— Provided entries —
• • • •
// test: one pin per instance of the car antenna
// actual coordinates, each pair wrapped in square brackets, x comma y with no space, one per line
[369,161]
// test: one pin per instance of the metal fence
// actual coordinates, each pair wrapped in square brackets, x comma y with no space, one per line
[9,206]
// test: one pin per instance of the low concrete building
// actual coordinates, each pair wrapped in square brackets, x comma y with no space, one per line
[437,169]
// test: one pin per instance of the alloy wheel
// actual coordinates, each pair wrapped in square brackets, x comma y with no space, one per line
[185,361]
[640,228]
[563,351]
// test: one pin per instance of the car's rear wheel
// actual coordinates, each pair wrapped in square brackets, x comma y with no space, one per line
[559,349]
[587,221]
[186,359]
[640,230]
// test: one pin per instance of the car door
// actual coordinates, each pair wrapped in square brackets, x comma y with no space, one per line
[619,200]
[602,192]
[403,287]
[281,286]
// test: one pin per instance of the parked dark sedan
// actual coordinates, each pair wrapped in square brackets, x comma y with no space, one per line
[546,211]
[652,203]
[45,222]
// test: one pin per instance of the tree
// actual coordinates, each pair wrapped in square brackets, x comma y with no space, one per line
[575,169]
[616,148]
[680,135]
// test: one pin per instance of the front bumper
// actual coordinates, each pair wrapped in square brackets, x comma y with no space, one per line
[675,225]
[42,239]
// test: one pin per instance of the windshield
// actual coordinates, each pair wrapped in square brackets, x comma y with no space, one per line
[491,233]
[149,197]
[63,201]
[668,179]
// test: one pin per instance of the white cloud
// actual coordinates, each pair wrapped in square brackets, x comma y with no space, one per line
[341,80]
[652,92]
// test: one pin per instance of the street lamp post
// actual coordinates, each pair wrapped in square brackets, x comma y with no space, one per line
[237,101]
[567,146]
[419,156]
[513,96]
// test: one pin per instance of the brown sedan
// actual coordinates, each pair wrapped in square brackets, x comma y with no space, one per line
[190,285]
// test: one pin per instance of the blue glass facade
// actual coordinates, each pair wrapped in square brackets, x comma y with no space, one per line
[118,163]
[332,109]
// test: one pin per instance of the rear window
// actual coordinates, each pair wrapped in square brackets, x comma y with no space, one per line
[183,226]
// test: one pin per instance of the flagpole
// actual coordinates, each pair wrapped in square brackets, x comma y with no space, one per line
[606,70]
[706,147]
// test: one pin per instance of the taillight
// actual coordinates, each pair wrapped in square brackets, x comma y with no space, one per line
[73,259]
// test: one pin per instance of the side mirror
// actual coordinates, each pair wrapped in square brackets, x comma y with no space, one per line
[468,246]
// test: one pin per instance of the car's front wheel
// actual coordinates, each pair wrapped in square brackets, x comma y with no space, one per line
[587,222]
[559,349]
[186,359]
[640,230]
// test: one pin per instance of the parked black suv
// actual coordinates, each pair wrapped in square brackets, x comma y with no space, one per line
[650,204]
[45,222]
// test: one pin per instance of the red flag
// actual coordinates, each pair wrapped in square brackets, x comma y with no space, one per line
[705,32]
• • • •
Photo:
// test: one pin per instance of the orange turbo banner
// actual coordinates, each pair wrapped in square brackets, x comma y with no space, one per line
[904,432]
• • • •
— Requirement —
Show each line in the rows above that contains the word "wheel", copied unchanged. Case counts.

— Exercise response —
// test: one pin per instance of the alloy wheel
// test: one pin per instance of the car's rear wheel
// test: one pin per instance of the car's front wheel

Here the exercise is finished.